#### [REQUIRED TASK]
Count the lines in the records below that contain the word "wrapped", and give only the number.

▽

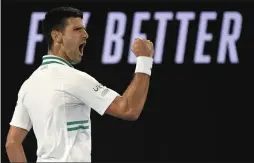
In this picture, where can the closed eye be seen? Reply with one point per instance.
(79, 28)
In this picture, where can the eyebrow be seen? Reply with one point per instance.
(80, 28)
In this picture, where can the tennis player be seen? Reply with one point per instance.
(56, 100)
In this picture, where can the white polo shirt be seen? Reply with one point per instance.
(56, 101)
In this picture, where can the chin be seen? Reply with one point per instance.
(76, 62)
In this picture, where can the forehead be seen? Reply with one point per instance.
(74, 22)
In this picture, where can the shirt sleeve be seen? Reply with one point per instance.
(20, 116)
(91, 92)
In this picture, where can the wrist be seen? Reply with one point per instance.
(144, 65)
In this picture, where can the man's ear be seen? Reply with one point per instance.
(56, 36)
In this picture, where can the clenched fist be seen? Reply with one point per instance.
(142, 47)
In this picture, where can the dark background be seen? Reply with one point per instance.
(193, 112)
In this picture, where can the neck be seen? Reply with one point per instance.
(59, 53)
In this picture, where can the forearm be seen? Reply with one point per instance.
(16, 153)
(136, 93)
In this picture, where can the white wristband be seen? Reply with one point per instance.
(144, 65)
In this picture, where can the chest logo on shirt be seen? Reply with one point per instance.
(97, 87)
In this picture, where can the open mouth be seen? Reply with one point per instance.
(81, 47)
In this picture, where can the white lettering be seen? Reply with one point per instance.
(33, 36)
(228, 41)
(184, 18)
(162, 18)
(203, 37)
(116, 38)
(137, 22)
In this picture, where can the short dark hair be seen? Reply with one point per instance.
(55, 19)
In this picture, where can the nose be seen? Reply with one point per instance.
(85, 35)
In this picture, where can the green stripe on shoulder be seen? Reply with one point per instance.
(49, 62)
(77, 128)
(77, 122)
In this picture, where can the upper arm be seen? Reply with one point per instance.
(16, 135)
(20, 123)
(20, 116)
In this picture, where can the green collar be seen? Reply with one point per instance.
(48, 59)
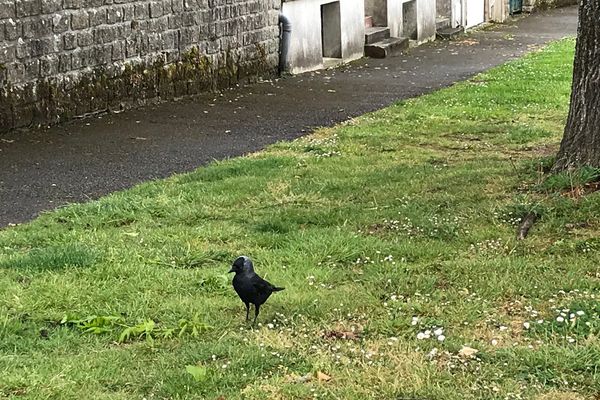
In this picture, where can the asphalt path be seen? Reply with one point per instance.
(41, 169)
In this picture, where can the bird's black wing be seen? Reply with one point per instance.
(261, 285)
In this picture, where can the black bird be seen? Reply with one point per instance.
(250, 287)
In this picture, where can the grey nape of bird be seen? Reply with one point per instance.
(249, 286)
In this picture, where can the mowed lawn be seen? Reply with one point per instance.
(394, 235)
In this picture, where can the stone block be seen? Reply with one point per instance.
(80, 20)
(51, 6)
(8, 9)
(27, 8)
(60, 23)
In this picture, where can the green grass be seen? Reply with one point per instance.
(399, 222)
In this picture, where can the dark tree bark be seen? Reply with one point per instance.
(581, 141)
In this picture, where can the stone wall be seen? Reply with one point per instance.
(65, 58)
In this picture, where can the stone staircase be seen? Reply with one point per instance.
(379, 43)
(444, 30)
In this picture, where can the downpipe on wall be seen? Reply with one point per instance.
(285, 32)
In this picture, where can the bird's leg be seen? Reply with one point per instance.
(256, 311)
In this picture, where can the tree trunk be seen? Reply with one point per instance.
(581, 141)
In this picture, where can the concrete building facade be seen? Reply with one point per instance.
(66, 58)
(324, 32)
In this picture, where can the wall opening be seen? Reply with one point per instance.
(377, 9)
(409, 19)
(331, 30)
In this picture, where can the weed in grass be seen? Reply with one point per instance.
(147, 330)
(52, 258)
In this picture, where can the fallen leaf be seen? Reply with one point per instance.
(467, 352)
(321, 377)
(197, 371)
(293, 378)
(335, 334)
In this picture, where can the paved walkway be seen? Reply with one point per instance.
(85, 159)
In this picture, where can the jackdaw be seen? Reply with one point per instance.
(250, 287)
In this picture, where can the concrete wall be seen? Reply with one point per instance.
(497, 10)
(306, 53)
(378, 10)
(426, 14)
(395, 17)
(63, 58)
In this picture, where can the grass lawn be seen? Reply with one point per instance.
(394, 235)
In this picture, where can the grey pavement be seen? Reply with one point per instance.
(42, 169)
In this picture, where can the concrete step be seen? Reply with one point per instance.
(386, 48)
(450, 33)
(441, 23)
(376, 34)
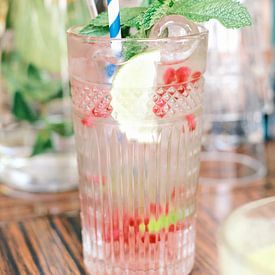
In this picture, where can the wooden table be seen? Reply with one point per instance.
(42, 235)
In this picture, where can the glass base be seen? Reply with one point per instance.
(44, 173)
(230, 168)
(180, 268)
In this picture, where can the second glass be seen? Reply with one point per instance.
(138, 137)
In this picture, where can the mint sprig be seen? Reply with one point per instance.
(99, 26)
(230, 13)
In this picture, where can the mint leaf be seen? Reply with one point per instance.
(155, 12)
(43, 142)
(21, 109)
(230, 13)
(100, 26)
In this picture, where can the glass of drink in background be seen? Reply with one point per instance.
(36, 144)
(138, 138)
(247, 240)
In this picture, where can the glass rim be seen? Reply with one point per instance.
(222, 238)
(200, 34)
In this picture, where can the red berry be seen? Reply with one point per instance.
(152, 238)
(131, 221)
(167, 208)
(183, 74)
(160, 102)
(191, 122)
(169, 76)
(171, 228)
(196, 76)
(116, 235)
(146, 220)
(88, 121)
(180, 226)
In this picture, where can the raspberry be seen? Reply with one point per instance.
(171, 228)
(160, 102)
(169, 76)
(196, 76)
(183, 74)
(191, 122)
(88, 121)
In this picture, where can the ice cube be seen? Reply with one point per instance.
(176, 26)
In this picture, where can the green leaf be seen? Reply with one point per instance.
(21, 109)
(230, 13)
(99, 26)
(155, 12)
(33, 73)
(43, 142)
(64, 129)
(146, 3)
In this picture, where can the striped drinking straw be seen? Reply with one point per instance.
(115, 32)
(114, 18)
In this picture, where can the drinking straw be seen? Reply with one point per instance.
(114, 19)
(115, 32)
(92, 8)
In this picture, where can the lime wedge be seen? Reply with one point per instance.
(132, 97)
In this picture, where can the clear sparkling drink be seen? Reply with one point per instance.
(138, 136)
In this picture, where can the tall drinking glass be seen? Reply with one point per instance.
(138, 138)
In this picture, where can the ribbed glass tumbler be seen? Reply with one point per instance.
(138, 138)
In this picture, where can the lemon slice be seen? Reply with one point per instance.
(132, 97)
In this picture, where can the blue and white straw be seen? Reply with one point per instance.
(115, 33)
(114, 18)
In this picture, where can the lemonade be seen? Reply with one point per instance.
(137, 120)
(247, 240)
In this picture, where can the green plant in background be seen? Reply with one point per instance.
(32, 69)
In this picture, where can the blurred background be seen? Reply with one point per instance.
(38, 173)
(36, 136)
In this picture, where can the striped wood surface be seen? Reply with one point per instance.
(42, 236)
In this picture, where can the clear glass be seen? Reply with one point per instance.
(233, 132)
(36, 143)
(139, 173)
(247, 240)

△
▽

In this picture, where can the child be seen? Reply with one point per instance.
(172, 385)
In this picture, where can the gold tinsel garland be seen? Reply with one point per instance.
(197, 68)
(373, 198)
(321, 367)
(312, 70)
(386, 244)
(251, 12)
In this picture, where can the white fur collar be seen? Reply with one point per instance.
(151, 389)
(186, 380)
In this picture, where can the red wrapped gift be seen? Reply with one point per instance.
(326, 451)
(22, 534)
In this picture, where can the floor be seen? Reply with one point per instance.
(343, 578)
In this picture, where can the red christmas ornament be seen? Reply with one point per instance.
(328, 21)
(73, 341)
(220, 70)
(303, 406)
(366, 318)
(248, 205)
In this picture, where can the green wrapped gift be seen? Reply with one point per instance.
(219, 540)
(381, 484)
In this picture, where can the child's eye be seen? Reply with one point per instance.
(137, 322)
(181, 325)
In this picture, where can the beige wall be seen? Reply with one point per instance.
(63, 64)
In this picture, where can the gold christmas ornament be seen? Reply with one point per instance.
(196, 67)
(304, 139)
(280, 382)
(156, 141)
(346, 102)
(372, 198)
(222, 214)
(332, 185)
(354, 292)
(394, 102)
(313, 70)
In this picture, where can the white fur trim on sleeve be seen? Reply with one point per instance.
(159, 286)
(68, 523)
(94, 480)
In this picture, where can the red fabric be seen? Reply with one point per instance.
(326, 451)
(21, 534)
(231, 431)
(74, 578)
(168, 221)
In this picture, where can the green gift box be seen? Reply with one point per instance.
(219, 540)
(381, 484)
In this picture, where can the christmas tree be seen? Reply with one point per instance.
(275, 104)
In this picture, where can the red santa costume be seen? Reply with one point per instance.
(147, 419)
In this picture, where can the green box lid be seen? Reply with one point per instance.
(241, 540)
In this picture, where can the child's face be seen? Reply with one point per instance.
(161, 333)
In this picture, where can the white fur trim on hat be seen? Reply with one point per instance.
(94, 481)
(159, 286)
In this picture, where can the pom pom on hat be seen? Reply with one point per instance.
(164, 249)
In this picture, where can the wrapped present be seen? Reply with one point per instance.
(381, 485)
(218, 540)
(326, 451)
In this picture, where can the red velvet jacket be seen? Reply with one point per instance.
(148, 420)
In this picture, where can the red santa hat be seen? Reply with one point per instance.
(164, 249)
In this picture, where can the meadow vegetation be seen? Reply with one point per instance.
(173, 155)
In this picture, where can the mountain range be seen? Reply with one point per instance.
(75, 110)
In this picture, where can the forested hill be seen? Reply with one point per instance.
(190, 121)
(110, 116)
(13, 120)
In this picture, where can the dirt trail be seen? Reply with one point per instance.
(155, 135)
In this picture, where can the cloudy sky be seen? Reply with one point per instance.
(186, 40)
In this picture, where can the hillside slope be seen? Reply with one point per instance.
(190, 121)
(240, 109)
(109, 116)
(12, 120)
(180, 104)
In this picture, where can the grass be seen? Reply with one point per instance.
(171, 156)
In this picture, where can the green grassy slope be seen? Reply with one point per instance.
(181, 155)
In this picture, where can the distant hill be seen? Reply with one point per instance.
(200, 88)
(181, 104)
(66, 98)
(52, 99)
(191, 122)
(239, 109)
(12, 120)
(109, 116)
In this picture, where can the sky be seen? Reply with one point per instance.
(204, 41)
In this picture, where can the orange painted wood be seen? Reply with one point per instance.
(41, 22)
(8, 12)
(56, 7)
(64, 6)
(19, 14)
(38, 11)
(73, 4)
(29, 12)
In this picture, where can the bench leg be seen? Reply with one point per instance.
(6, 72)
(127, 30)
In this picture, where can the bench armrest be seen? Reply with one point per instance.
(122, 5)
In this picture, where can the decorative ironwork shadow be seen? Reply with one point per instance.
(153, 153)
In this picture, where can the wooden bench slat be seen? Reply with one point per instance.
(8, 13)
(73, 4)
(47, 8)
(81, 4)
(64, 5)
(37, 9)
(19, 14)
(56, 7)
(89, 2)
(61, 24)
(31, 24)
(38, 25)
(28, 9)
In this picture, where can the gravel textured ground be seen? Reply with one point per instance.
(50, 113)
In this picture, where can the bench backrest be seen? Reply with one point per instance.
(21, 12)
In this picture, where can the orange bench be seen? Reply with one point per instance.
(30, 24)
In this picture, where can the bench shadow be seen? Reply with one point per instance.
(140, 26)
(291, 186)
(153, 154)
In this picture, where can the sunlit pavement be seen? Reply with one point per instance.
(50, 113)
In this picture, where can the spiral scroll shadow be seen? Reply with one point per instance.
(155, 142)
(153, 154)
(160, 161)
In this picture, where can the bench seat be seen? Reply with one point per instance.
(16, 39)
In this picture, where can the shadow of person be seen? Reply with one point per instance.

△

#### [RESPONSE]
3